# Allis Chalmers 160 brakes



## Farmerbrown2 (Sep 25, 2018)

My cousin bought this AC 160 he is complaining that it doesn't stop well. My father believed that tractors where red and green and pumpkins where orange . So I know nothing about AC stuff but from what I found on the internet I believe the brakes on this 160 are similar to the brakes on a IH 560. So am I correct to take them apart clean with brake clean and scuff brake disc with wire wheel reassemble and should be good to stop or am I missing something.


----------



## Vol (Jul 5, 2009)

farmerbrown said:


> My cousin bought this AC 160 he is complaining that it doesn't stop well. My father believed that tractors where red and green and pumpkins where orange . So I know nothing about AC stuff but from what I found on the internet I believe the brakes on this 160 are similar to the brakes on a IH 560. So am I correct to take them apart clean with brake clean and scuff brake disc with wire wheel reassemble and should be good to stop or am I missing something.


Send stack em up a PM. He is a AC knowledgable.

Regards, Mike


----------



## mlappin (Jun 25, 2009)

From looking at the parts breakdown on Agco's site they look very similar to what a lot of the Oliver's used although it appears the adjustment is different. Sometimes the grooves in the discs get completely full of brake dust, especially if it's seeping a little gear oil, sometimes cleaning the discs help, sometimes just need new discs if no adjustment is left. It won't take very much wear on the disc compared to new until they just don't work correctly. Biggest indicator of needing new discs is if the brakes won't release once applied unless you move in the opposite direction.


----------

_RECORD EXCERPTS_
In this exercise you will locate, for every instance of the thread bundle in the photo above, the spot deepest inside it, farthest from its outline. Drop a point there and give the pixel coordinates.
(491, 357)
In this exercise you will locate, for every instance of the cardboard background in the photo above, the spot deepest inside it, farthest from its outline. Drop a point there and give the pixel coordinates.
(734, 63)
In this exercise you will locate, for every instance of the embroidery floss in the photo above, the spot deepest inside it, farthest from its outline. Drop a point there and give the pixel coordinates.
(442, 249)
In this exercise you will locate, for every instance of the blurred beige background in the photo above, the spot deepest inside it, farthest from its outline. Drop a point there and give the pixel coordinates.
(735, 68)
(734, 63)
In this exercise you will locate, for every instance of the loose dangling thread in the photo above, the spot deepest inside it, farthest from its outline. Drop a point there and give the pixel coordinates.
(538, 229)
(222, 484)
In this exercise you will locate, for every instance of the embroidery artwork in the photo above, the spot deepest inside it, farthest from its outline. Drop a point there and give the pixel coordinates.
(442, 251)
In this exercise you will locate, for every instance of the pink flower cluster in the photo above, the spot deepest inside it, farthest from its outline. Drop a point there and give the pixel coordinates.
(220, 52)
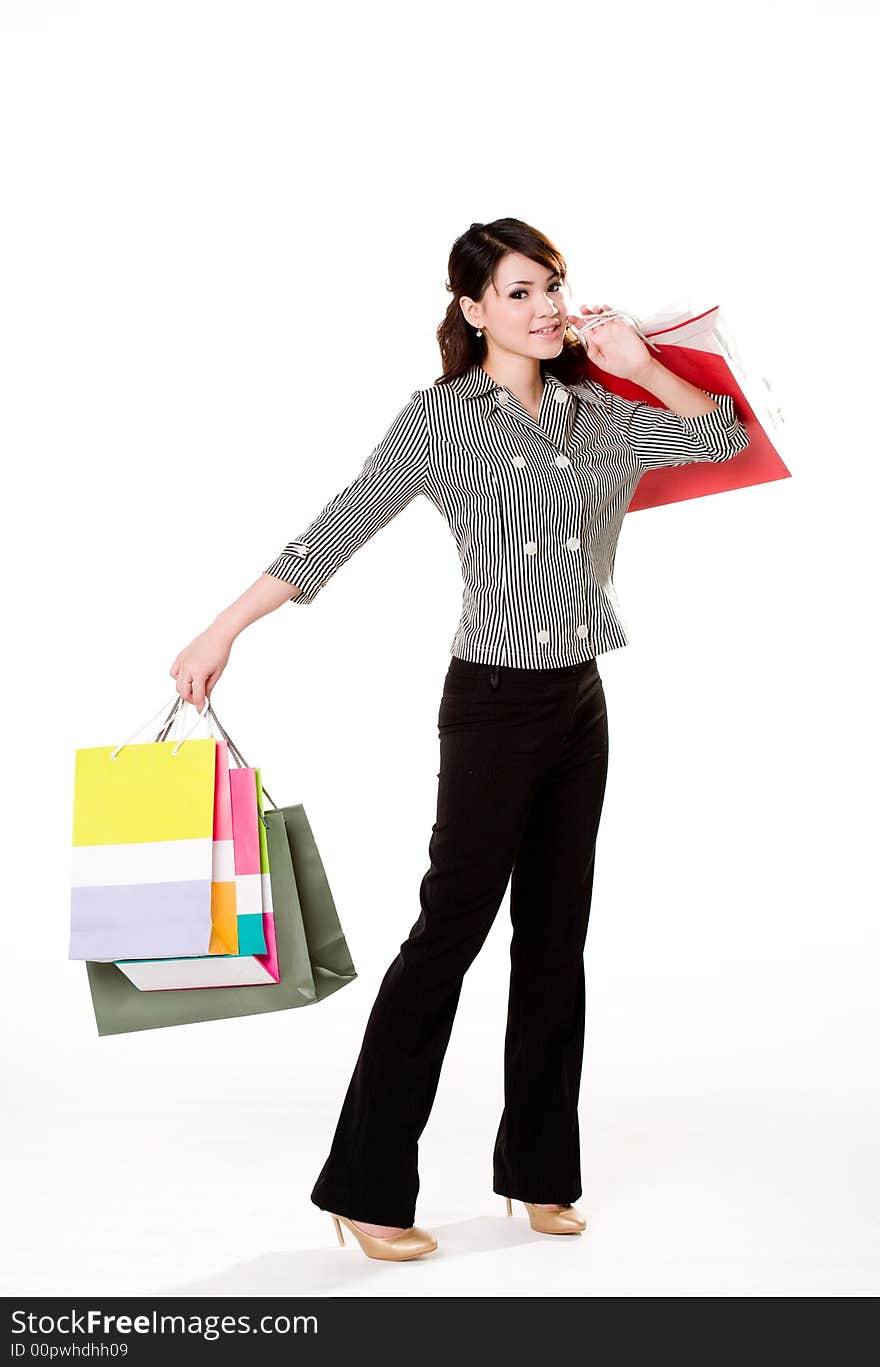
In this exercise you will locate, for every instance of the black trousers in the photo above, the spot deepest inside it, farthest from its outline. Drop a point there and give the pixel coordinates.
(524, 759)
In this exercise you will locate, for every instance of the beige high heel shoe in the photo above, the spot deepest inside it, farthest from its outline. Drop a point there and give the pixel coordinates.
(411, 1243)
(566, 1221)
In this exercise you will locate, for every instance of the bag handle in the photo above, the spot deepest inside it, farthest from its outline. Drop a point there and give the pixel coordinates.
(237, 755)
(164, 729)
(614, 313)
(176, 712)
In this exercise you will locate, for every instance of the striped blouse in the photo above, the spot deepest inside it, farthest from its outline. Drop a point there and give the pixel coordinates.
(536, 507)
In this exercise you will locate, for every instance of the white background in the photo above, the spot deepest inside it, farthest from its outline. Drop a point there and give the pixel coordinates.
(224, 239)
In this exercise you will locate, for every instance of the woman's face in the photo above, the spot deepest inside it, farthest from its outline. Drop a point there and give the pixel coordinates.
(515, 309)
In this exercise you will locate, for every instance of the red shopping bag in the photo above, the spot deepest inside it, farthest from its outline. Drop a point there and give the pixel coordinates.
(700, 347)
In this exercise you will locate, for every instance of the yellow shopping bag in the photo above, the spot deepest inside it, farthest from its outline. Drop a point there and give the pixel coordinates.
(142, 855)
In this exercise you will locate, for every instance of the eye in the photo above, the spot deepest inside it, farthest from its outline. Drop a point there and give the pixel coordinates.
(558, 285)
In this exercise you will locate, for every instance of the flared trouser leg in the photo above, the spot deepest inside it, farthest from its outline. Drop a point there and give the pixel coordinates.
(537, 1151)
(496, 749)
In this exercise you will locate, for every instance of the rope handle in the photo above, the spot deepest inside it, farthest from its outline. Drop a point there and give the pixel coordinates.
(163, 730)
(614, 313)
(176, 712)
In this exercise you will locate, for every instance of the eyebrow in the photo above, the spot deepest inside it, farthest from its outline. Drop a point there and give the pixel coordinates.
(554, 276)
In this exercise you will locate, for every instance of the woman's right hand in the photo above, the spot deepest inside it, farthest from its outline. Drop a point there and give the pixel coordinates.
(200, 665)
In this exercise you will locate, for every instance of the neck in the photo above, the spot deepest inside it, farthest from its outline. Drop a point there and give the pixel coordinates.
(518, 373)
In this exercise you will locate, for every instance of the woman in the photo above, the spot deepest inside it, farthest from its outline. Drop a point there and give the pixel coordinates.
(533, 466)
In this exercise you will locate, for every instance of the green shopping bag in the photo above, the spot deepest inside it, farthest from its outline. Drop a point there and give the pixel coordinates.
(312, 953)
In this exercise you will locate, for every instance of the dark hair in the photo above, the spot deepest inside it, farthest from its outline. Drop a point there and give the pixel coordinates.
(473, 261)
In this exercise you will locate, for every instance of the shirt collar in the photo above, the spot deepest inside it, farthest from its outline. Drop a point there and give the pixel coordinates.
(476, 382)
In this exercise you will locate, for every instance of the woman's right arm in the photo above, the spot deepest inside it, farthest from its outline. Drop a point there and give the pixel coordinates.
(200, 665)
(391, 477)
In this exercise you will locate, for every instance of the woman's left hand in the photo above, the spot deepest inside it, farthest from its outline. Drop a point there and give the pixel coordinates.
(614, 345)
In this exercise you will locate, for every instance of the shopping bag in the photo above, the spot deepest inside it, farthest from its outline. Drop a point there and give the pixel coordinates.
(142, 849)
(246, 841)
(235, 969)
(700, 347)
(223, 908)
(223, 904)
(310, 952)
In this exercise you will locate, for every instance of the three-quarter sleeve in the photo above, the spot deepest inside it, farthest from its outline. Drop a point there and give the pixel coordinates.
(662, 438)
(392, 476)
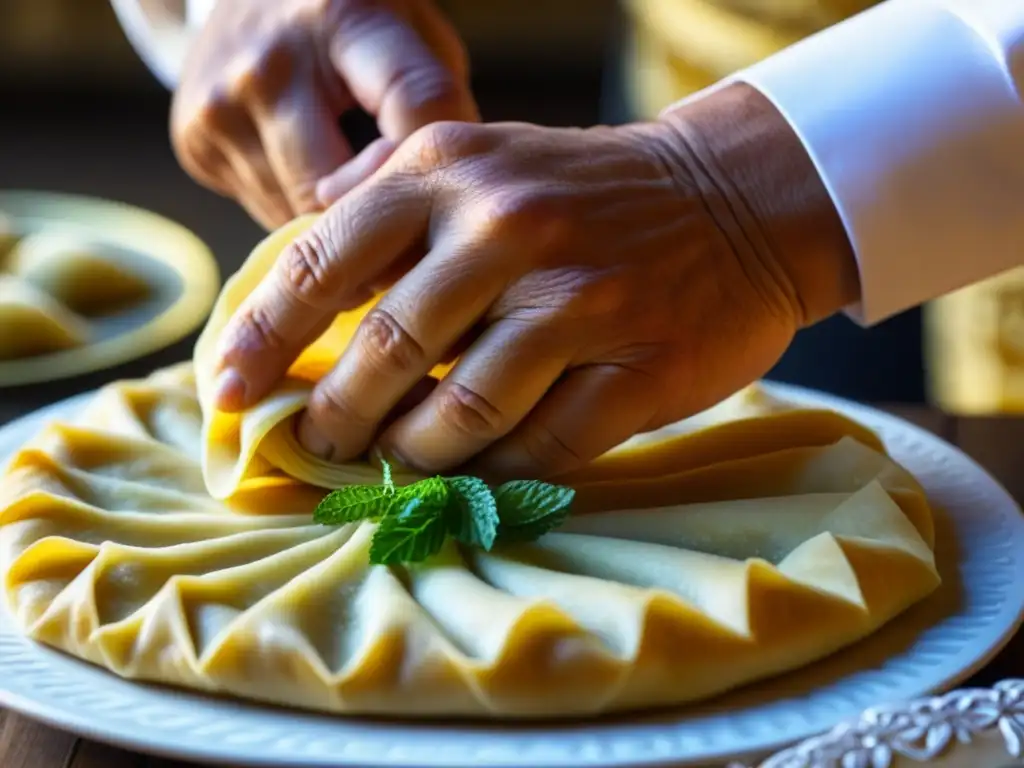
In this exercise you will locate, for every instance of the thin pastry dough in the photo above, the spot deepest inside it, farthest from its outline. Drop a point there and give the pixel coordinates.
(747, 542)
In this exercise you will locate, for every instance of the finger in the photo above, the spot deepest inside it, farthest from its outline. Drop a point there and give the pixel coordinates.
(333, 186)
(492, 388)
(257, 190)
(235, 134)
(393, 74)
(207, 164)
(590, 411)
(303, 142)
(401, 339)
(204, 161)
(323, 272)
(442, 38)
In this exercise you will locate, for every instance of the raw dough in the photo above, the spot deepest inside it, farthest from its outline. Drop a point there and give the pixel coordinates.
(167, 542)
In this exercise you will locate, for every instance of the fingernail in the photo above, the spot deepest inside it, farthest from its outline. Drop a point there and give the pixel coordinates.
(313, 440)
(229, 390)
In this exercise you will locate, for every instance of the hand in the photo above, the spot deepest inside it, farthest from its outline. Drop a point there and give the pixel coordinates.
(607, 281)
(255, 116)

---

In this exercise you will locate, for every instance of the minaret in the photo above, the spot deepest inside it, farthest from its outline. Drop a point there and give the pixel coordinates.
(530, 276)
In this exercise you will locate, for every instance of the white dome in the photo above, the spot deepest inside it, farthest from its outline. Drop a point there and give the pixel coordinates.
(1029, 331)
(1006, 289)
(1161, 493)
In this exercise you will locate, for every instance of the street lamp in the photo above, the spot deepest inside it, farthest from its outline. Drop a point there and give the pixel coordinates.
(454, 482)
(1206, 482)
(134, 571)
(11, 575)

_EXERCISE AIM_
Answer these questions from the thread on Allis Chalmers 160 brakes:
(a) Which tractor's brakes does Farmerbrown2 believe the 160's brakes resemble?
(b) Whom does Vol suggest sending a PM to?
(c) According to mlappin, what is the biggest indicator of needing new discs?
The lines are separate material, unrelated to the thread on Allis Chalmers 160 brakes.

_ANSWER TO THE EXERCISE_
(a) The brakes on an IH 560.
(b) stack em up.
(c) The brakes won't release once applied unless you move in the opposite direction.